Task objective: Copy exactly the last part of the entries, starting from the line with "Note: for every instance of the eye, put" and including the final line.

Material provided:
%%

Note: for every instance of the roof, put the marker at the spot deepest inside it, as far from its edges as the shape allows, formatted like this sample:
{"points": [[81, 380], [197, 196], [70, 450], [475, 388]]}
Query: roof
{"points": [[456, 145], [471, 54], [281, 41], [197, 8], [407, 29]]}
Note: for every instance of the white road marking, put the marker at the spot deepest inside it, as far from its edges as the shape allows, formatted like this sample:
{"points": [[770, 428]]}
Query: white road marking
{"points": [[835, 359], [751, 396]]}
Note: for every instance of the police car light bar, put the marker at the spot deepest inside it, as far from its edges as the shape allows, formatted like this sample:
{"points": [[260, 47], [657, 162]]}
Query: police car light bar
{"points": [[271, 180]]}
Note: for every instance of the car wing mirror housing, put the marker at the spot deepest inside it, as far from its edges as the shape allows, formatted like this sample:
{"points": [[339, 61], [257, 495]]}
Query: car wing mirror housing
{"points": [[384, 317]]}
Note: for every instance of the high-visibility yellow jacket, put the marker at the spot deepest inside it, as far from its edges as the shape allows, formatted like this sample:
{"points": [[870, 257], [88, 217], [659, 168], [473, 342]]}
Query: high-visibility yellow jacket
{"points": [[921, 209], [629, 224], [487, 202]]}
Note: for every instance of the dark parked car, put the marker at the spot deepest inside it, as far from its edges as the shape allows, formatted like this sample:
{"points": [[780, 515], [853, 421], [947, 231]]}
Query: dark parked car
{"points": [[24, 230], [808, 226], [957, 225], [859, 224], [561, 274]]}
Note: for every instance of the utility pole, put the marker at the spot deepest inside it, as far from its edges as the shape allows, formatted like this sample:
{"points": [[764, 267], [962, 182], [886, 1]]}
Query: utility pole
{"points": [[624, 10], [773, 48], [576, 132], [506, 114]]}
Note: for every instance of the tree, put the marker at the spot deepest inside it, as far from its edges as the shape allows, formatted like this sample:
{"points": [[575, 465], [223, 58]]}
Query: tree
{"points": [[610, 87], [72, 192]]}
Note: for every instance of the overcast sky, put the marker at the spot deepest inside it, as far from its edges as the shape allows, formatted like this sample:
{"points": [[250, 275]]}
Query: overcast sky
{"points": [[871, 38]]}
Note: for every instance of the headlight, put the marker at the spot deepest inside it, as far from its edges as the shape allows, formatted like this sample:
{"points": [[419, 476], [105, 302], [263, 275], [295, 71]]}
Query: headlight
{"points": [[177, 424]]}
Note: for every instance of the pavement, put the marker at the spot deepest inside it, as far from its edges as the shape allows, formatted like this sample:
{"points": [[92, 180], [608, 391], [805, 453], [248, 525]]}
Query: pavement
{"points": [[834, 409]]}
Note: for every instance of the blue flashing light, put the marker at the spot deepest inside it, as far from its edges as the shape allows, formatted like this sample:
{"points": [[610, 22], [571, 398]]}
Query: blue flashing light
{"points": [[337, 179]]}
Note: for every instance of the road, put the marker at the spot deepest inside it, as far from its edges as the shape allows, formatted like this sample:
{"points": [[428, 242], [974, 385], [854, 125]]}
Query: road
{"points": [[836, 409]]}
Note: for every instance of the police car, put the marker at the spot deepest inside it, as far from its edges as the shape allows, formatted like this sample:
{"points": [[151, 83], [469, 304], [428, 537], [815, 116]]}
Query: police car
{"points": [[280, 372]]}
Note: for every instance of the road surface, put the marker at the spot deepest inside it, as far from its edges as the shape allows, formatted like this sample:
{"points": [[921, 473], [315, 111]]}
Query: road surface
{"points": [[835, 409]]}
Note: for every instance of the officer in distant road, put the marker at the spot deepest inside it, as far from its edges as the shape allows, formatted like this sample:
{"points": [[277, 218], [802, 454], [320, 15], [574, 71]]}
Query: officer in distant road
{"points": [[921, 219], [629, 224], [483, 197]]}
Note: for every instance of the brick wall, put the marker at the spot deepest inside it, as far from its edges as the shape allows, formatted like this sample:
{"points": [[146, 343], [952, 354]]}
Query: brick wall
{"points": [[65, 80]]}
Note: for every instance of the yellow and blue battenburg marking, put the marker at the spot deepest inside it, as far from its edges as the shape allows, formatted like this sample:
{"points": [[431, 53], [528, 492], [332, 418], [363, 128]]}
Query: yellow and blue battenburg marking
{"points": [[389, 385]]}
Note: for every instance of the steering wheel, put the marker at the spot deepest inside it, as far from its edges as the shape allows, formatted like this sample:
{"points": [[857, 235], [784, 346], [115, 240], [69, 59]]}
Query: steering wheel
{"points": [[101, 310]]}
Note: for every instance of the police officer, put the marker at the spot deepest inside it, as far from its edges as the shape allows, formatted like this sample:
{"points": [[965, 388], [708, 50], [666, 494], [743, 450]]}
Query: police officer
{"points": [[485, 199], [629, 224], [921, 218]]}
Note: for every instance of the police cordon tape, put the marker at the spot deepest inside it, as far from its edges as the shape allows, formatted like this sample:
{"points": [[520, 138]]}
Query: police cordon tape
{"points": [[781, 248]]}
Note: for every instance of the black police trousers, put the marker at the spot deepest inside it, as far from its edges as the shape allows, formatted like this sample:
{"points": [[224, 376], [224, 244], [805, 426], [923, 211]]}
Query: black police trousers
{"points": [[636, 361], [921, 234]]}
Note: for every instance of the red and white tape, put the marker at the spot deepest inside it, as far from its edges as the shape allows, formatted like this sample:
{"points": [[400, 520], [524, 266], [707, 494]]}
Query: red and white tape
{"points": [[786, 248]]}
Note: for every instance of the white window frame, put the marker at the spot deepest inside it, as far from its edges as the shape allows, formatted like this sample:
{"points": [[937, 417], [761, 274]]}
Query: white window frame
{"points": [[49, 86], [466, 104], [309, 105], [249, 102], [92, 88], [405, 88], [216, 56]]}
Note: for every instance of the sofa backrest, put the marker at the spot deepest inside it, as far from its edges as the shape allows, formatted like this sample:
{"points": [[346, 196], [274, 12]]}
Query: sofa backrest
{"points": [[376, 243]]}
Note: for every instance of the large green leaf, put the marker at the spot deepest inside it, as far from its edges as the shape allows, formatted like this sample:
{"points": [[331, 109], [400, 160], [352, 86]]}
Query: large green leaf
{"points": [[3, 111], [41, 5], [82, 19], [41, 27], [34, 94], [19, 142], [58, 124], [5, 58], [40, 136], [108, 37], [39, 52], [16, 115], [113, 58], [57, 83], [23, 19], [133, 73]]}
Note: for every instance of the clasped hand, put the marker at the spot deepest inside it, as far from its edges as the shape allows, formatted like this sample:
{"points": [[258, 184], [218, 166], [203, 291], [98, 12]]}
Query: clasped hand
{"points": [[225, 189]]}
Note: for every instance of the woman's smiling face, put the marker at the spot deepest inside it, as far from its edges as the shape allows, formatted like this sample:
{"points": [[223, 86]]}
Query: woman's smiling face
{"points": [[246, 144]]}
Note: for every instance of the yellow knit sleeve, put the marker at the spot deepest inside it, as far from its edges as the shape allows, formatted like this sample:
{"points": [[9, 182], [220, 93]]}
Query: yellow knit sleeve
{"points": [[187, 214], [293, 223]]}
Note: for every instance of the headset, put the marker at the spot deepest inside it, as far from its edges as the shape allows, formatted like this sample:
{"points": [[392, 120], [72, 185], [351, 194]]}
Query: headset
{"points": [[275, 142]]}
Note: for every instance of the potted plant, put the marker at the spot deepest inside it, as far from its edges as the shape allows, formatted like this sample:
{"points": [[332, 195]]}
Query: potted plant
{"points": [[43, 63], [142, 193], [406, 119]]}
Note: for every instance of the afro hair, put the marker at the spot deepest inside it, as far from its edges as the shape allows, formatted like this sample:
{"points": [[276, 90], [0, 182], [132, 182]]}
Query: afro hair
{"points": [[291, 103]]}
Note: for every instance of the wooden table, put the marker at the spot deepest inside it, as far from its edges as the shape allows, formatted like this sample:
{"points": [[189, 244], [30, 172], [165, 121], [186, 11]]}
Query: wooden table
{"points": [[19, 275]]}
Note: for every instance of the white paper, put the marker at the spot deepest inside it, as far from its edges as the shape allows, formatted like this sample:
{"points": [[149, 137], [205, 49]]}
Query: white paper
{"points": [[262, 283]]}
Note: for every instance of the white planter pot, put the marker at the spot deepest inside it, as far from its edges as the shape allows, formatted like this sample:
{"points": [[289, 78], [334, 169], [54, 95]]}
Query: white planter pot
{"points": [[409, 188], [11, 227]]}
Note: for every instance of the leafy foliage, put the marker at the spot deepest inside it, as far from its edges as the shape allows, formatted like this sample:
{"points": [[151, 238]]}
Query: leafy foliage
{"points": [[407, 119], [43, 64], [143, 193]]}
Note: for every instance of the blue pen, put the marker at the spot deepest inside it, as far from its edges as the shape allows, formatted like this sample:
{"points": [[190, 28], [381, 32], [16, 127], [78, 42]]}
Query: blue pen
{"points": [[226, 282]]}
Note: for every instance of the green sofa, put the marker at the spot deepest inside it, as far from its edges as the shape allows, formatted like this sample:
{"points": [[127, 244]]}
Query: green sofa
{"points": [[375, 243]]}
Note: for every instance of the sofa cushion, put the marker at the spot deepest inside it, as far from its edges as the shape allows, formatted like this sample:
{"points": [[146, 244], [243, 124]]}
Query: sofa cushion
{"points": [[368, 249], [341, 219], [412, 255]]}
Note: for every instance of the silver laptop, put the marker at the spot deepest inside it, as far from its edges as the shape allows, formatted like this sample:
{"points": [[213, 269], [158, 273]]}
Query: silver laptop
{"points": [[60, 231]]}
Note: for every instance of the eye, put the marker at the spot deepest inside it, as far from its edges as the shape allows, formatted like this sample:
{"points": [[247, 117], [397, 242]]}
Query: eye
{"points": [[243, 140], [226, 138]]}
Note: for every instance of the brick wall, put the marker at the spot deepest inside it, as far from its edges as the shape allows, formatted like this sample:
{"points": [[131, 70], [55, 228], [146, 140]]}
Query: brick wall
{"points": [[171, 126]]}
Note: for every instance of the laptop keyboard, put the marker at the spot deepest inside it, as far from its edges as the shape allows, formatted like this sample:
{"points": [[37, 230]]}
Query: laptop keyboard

%%

Task response:
Note: for every instance of the eye, put the marker at the spot deepest inside it, as far from its edges as the shape allows, formatted like this sample:
{"points": [[247, 117], [397, 242]]}
Query: eye
{"points": [[243, 140], [226, 138]]}
Note: for every instance of the brick wall, put the marker at the spot deepest inside it, as far from its edges as the shape allows, formatted like this sample:
{"points": [[131, 70], [55, 228], [146, 140]]}
Query: brick wall
{"points": [[171, 126]]}
Note: for every instance of the laptop keyboard, put the marker at the spot deepest inside it, as far from its edges as the shape allows, formatted like this sample:
{"points": [[37, 230]]}
Query: laptop keyboard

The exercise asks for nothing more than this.